Challenges –
1. In the cold-smoking thread, why does johnh12 expect it to be hard to find a day cold enough for smoking, and what does he hope to gain by moving the jerky to the Lang 60D?
2. According to the cold-smoking thread, which kinds of pellets does johnh12 have for his A-Maze-N-Pellet Smoker?
3. Copy the cold-smoking thread from "I'll try to" up to and including "for any info.", substituting "spring" for "winter".

Selected text –
# Can I Safely Cold Smoke Jerky?



## johnh12 (Dec 23, 2016)

I've been using liquid smoke with the marinade and doing the jerky in the dehydrator and I add the appropriate amount of cure #1 to the mix.

I want to try it on my Lang 60D for some better smoke flavor but it tough keeping the main chamber temps below 200º. I also have an A-Maze-N-Pellet Smoker with some apple and some hickory pellets. When using just the pellet smoker the main chamber of the Lang shows almost no heat.

I'll try to pick a cool day this winter but it's Florida so a really cold day is hard to predict.

How long can I safely smoke the marinated jerky before I need to move it to the dehydrator?

Thanks for any info.


----------



## dward51 (Dec 23, 2016)

Have you tried a very small fire in the Lang?  I've seen people make small fire baskets from expanded sheets that initially are lit with charcoal and then topped with fist sized chunks of smoke wood and replenished with more chunks through the smoke.

Recorded information –
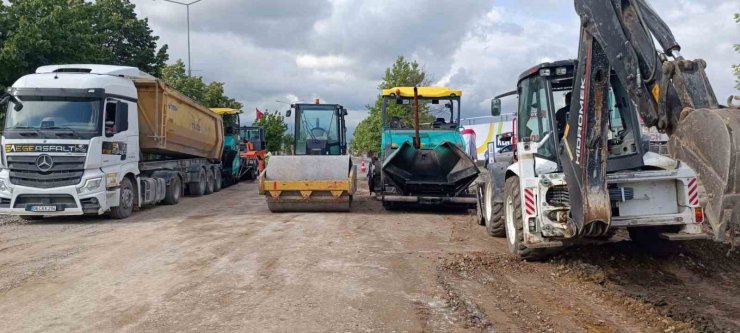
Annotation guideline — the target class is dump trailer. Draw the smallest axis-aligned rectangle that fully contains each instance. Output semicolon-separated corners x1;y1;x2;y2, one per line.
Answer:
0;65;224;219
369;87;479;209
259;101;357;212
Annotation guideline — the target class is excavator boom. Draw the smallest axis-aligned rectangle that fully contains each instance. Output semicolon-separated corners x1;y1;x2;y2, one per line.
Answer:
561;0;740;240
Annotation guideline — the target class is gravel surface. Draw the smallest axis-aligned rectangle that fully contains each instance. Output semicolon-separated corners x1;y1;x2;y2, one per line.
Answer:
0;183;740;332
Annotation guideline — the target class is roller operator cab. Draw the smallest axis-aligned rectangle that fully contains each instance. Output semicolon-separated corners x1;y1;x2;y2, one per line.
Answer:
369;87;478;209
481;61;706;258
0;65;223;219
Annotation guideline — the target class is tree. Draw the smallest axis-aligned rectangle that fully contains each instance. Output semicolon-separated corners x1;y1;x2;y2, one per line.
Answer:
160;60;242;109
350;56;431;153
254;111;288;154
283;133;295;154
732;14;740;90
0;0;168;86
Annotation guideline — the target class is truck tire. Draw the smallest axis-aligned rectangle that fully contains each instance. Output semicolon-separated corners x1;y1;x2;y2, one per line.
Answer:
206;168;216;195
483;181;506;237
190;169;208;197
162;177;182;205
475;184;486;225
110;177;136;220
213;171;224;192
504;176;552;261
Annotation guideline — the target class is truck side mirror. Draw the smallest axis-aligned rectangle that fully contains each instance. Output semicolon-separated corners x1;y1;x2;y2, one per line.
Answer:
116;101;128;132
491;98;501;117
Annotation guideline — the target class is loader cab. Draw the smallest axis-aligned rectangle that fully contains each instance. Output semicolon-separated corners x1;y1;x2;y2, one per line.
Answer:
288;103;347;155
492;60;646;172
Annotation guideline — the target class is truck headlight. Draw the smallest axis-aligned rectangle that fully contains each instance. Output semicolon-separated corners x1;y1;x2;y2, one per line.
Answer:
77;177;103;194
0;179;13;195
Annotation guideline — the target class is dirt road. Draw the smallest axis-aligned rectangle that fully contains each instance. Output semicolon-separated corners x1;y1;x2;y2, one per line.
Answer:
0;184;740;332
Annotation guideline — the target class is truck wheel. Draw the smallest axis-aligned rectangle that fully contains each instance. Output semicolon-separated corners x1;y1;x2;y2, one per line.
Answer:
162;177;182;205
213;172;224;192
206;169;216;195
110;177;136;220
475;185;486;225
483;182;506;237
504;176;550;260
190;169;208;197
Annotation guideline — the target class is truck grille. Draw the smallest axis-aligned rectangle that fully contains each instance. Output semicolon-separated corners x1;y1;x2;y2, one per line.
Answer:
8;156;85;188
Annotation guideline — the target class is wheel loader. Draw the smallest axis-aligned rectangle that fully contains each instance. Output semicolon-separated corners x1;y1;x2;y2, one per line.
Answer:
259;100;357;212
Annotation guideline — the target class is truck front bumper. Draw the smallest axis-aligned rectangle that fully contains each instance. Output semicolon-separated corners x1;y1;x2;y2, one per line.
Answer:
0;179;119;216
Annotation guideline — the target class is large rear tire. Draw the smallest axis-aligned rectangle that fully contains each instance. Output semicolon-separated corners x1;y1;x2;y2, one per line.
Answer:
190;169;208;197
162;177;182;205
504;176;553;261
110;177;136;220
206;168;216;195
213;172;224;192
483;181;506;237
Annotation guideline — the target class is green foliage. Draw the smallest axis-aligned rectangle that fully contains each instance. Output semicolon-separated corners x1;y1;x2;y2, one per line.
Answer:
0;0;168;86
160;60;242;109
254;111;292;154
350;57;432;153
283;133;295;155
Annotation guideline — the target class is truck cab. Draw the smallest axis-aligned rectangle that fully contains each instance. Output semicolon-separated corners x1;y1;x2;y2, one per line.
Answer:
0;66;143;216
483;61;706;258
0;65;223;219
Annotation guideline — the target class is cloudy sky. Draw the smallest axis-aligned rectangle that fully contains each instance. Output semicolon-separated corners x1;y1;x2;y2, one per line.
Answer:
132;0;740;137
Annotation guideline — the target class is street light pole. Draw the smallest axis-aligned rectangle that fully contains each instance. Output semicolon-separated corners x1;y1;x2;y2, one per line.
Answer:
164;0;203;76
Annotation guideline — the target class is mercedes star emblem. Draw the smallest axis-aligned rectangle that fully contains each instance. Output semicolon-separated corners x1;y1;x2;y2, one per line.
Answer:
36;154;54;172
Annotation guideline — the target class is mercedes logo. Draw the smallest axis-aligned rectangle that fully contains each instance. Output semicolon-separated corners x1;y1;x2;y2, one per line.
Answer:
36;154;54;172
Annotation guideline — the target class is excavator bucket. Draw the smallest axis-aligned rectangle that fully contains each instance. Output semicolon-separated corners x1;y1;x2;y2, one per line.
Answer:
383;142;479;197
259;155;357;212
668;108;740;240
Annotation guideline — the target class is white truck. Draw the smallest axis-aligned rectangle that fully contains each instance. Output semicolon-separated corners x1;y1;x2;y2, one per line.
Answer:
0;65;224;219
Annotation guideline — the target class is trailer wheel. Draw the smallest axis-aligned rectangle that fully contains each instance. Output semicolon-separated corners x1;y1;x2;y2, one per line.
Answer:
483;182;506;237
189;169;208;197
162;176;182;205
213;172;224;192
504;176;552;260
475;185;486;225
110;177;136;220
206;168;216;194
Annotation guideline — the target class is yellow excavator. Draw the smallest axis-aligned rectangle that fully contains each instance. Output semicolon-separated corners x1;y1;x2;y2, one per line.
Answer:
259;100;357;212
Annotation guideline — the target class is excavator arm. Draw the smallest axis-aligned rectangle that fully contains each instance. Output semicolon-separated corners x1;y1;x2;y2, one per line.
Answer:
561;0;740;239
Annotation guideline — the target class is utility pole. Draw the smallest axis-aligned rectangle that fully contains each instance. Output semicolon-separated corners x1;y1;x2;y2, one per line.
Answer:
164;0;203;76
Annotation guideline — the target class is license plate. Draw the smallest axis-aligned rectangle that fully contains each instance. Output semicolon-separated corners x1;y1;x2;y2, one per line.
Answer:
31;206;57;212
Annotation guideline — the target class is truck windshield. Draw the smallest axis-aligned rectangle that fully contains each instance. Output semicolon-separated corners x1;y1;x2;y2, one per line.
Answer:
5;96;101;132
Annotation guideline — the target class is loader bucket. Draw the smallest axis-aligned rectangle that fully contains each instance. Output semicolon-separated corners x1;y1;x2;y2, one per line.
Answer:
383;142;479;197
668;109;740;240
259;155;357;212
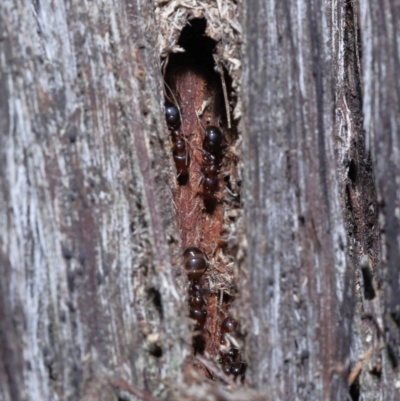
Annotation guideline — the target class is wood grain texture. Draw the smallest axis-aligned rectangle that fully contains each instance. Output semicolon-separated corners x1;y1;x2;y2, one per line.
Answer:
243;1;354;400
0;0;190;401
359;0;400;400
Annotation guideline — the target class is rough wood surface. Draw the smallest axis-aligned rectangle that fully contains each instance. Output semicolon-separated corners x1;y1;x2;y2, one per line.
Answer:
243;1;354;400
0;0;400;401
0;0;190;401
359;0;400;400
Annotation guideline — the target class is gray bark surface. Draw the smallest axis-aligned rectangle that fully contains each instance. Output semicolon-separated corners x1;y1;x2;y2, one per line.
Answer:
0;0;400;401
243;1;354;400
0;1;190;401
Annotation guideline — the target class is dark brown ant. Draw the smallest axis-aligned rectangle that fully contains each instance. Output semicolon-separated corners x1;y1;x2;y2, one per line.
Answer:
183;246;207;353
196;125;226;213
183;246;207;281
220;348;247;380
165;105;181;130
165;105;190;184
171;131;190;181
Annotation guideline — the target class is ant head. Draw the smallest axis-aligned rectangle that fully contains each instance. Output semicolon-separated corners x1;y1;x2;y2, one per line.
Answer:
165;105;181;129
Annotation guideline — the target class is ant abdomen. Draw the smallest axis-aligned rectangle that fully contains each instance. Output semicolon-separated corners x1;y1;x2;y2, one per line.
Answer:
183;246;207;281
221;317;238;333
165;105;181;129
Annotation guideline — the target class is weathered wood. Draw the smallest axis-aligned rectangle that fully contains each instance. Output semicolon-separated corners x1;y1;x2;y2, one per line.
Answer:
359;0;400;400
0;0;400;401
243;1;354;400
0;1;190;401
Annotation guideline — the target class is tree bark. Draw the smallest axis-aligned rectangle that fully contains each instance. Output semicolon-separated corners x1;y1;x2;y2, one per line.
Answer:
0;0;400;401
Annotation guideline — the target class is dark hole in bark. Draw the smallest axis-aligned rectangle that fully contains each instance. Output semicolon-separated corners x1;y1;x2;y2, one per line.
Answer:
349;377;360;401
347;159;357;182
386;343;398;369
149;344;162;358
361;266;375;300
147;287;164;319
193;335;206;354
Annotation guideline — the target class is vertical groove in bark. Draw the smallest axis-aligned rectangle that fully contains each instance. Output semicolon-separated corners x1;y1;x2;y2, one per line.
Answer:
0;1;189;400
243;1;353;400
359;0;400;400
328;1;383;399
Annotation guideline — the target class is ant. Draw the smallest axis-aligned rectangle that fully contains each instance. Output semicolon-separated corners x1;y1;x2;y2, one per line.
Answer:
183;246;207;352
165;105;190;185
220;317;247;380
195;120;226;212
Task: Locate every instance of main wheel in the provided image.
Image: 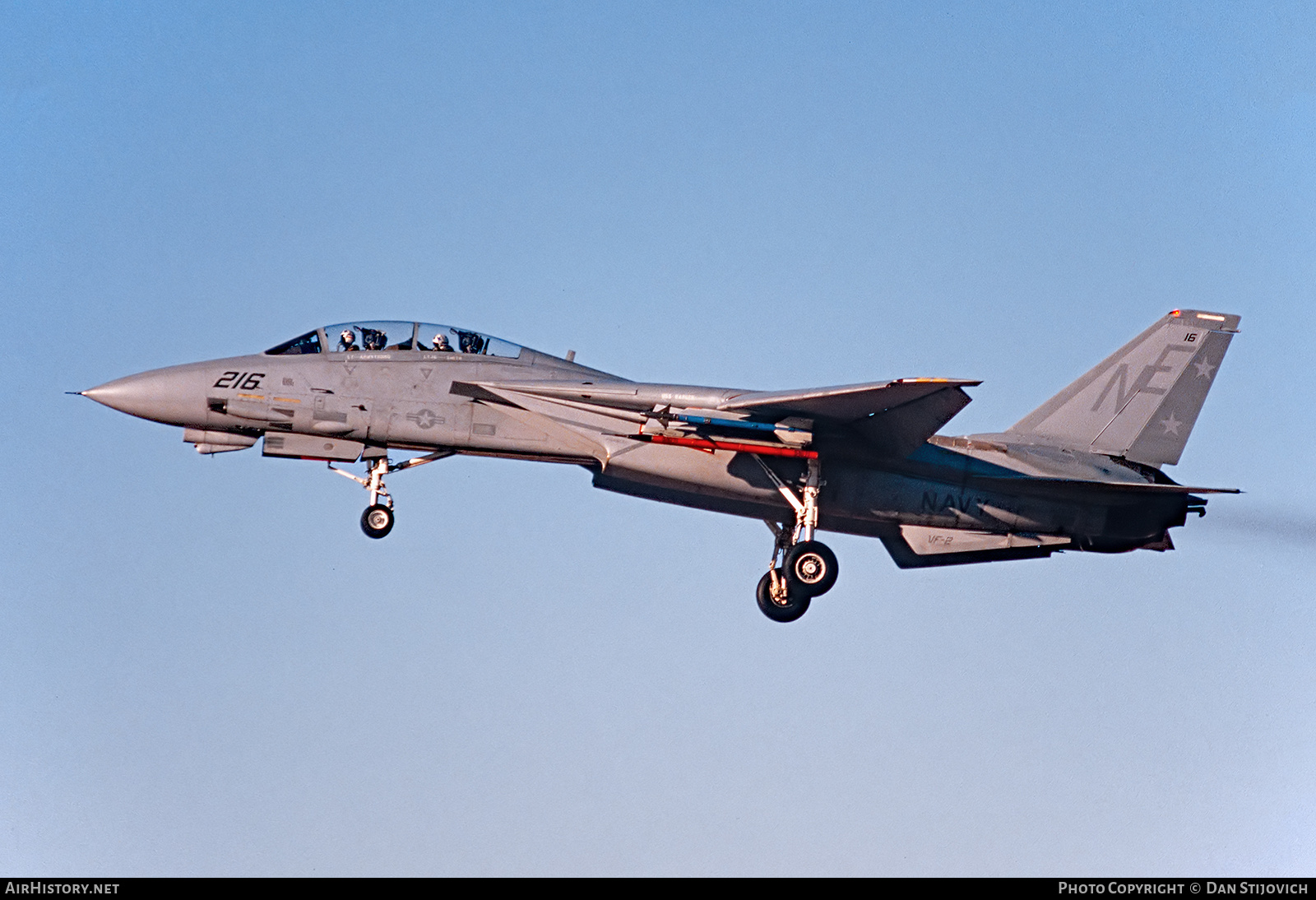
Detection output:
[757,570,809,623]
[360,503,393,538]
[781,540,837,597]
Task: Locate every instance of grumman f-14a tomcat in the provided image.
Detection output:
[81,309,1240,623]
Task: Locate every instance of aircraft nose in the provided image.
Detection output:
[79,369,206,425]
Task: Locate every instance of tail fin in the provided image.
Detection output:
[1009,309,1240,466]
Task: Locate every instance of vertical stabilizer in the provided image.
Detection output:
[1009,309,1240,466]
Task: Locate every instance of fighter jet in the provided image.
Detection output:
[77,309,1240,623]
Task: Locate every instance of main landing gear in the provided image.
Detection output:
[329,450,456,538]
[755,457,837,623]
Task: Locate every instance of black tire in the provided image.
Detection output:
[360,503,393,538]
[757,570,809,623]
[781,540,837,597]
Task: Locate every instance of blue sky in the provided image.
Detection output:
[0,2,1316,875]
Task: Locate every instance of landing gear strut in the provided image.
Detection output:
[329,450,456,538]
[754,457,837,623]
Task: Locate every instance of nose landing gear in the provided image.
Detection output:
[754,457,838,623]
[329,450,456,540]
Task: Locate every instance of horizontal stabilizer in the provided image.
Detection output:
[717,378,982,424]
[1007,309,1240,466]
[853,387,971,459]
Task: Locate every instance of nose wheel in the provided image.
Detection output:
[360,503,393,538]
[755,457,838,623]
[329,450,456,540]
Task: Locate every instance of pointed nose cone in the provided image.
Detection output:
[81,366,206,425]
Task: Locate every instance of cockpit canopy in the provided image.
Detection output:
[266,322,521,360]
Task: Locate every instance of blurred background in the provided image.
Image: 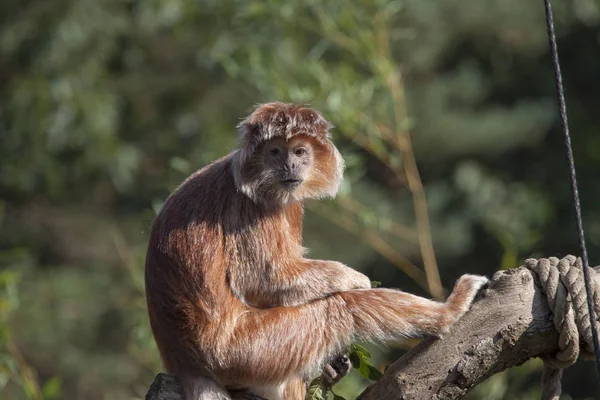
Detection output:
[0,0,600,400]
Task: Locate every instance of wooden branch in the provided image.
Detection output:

The results –
1. He lives in Florida, where a really cold day is hard to predict, so he plans only to pick a cool day that winter. He hopes the Lang 60D will give the jerky better smoke flavor than the liquid smoke he has been adding to the marinade.

2. He has apple and hickory pellets.

3.
I'll try to pick a cool day this spring but it's Florida so a really cold day is hard to predict.

How long can I safely smoke the marinated jerky before I need to move it to the dehydrator?

Thanks for any info.